### BRIEF 1
Rewrite the records from the line with "[tag] one dot per instance, sample [210,167]." through the end of the records, including both ends and every request line. Multiply each answer coordinate by 0.25 and round to a whole number with halves going up, leaving the sample pairs in the requests unchanged.
— start of SELECTION —
# Are The Older Lionel Pulmor Motors Better Than The Newer Can Motors?



## Yellowstone Special (Jun 23, 2015)

Hi folks. New to this forum and it's good to be here. Have a question for Lionel operators. I've had problems with a newer Santa Fe scale conventional F3 stalling and not pulling aluminum cars after several hours of running time. So after getting this engine fixed again for the 4th time in 4 years, I'd like to sell it and possibly replace it with an older F3 with Pulmor motors.

But are the older Pulmor motors better at pulling heavier cars that the new can motors the the newer engines are equipped with. Anyone have any experience with this?


----------



## Kwikster (Feb 22, 2012)

Pullmor motors work well, but are more dependent on track voltage. Their magnets rely on track power for their field strength so need a bit more starting voltage. Can motors use permanent magnets which is why they can operate at much slower speeds reliably. How many cars? Modern or PW era cars? Any grades to climb? All of those play a factor. 

GRJ will likely have a few good recommendations to upgrade the electronics.

Carl


----------



## Wabashbud (Jun 25, 2010)

Great response to a difficult question. and the answer can be understood.

Bud


----------



## Lee Willis (Jan 1, 2014)

it probably is a bit a matter of taste and a bit more what you mean by better.

Pullmors are pretty good motors, but as said they use track power for the field and as such they are 
a) potentially noisier (if the stator windings get loose, as they often do in old age, they buzz a bit), 
b) definately use more power (that field doesnt come for free, unlike in can motors). c) They run more non-linearly that you are used to on newer modern power supplies that use choppers and other fancy waveshaping, like the ZW-L (they operate well enough, but 1/4 throttle might do next to nothing, 1/2 throttle gets you a little power, and suddenly 2/3 thorttle gets you A LOT - more than you wanted. Things like that. 
d) if old their brushes can spark, which is disconcerting to some. 

My only big complaint is the power usage and its a big enough problem that mine sit on the shelf alot. I have the Lionel ATSF nniversary passenger set from around 2000 with its four Pullmore powered A-B-B-A F3s. Four Pullmors starting out on my ZW-L will demenad a good amount of current, so in combination with six or so of the sets lighted cars, the current will hit the ZW-Ls single channel maximum of 10 amps. 

I really like can motors: quiet, compact and easy to fit, and if big enough and well-enough designed, very powerful and durable.


----------



## Yellowstone Special (Jun 23, 2015)

Thank you, Carl. Since I run only conventional, I don't think this would be a problem for Pulmor motors. I would be running this train (The Santa Fe Super Chief) at higher speeds anyway on it's own loop. Appreciate your reply.


----------



## Yellowstone Special (Jun 23, 2015)

And thanks to you, Lee. I hadn't thought about the power consumption for these older motors. In fact, it's the engines from this set you have that are offered on Ebay right now, new for just under $400. However, it's just an ABA set with one powered A unit. I use a Z-4000 for this train, but sounds like the Pulmors would still use a lot of power.
— end of SELECTION —
— start of RECORDS FOR THE TASK —
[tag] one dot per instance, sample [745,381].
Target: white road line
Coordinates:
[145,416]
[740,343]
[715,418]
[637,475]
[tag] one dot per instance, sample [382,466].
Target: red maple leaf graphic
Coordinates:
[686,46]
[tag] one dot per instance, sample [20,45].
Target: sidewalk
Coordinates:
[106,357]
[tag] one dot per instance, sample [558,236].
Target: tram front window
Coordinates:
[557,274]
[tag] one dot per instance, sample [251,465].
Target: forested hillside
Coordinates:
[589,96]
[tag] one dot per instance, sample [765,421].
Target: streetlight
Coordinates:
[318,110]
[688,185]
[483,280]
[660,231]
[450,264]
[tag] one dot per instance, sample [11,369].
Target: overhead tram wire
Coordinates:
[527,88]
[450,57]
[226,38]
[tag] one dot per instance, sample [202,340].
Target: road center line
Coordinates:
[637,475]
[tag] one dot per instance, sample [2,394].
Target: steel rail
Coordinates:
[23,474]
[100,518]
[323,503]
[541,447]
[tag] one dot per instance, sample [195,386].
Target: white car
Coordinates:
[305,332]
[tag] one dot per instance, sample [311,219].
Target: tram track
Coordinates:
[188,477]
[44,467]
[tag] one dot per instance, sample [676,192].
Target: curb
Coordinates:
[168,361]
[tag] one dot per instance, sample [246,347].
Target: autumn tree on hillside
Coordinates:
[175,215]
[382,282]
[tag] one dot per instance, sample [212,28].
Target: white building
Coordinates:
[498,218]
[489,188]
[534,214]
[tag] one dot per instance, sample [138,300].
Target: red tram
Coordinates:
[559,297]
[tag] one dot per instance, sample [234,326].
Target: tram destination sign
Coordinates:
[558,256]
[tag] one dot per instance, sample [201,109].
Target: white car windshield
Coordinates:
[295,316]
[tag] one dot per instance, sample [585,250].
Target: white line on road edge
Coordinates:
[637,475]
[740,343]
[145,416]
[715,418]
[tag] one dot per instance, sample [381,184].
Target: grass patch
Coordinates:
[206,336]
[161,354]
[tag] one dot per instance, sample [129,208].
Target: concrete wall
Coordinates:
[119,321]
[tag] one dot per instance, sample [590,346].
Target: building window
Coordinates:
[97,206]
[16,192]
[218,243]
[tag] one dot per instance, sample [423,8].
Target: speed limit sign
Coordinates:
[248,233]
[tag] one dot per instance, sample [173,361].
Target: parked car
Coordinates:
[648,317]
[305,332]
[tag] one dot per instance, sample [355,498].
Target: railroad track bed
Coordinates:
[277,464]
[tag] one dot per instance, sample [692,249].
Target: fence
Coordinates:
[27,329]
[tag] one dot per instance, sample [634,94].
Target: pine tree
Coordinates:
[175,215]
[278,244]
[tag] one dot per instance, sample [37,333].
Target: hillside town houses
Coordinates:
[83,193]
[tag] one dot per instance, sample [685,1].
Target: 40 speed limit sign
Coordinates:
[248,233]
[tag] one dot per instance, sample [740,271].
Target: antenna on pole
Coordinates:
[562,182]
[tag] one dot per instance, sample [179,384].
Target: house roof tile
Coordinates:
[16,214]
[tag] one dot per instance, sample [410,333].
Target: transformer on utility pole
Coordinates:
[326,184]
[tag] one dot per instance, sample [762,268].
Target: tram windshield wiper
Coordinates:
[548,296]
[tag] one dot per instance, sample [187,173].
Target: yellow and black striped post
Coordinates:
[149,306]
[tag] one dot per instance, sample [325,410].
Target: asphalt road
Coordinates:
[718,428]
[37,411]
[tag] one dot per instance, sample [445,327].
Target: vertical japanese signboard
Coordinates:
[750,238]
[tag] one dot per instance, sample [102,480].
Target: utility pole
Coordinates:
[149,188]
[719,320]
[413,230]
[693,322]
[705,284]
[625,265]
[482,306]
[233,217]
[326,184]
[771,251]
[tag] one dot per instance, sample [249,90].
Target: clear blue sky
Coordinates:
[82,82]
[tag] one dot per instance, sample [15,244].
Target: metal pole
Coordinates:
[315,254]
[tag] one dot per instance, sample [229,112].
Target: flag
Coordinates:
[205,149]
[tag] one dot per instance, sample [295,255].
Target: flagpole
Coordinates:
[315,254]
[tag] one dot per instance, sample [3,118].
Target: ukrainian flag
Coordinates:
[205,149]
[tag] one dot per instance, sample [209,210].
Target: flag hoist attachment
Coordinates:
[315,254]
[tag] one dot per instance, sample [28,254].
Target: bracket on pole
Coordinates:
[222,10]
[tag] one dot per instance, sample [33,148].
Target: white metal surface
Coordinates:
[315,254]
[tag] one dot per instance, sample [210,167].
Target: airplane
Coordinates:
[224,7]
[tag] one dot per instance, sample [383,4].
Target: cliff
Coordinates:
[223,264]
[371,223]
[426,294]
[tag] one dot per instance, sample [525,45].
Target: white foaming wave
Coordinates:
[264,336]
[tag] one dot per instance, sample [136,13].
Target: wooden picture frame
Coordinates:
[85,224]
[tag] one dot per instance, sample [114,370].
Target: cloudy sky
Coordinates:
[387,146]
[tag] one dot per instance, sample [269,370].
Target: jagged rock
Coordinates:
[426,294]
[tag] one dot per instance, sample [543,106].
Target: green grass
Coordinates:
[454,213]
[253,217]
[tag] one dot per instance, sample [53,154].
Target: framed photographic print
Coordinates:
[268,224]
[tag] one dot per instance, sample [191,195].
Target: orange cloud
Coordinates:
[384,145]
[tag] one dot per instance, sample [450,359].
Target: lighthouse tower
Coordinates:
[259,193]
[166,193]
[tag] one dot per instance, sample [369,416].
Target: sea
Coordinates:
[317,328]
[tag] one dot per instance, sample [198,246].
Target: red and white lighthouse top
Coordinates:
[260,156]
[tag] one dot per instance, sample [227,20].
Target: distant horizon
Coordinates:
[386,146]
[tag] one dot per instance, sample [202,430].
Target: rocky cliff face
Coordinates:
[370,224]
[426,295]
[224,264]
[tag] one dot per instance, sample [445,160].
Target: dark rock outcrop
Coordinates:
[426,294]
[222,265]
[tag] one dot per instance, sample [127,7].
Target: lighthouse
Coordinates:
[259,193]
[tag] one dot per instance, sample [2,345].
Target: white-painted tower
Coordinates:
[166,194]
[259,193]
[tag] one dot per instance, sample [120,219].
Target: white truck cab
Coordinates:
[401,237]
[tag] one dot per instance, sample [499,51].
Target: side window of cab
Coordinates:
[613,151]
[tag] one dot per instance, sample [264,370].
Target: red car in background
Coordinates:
— end of RECORDS FOR THE TASK —
### BRIEF 2
Decide whether each statement agrees with the thread on Pullmor and can motors, answering yes or no and quoting the words of the thread that settle it. (a) Can motors use permanent magnets. (b) Lee Willis's ATSF anniversary set has three Pullmor-powered F3s. (c) Yellowstone Special runs the Santa Fe train on a ZW-L.

### CORRECT RESULT 1
[tag] one dot per instance, sample [210,167].
Target: airplane
Coordinates:
[56,2]
[tag] one dot per instance, sample [383,4].
Target: cliff
Coordinates:
[56,66]
[93,56]
[107,74]
[tag] one dot per instance, sample [525,45].
Target: white foaming wave
Coordinates:
[66,84]
[tag] one dot per instance, sample [136,13].
Target: wooden picture frame
Coordinates:
[21,56]
[tag] one dot per instance, sample [114,370].
Target: cloudy sky
Coordinates:
[97,37]
[tag] one dot per instance, sample [269,370].
Target: jagged rock
Coordinates:
[107,74]
[tag] one dot per instance, sample [543,106].
Target: green grass
Coordinates:
[114,53]
[63,54]
[tag] one dot per instance, sample [53,154].
Target: framed photographic print
Coordinates:
[67,56]
[tag] one dot per instance, sample [191,195].
Target: orange cloud
Coordinates:
[96,36]
[tag] one dot per instance, sample [450,359].
Target: lighthouse tower
Coordinates:
[65,48]
[42,48]
[tag] one dot per instance, sample [369,416].
Target: sea
Coordinates:
[79,82]
[tag] one dot per instance, sample [198,246].
Target: red and white lighthouse top
Coordinates:
[65,39]
[tag] one dot per instance, sample [227,20].
Target: distant horizon
Coordinates:
[97,37]
[tag] one dot per instance, sample [202,430].
Target: rocky cliff face
Coordinates:
[93,56]
[107,74]
[56,66]
[tag] one dot per instance, sample [445,160].
Target: dark rock outcrop
Coordinates:
[107,74]
[56,66]
[tag] one dot per instance, sample [127,7].
Target: lighthouse
Coordinates:
[65,48]
[tag] one dot per instance, sample [2,345].
Target: white-painted tower
Coordinates:
[42,49]
[65,48]
[tag] one dot per instance, sample [120,219].
Target: white truck cab
Coordinates:
[100,59]
[tag] one dot per instance, sample [499,51].
Target: side window of cab
Coordinates:
[153,38]
[tag] one dot per instance, sample [264,370].
Target: red car in background
Coordinates:

### CORRECT RESULT 2
(a) Yes: "Can motors use permanent magnets which is why they can operate at much slower speeds reliably."
(b) No: "with its four Pullmore powered A-B-B-A F3s."
(c) No: "I use a Z-4000 for this train"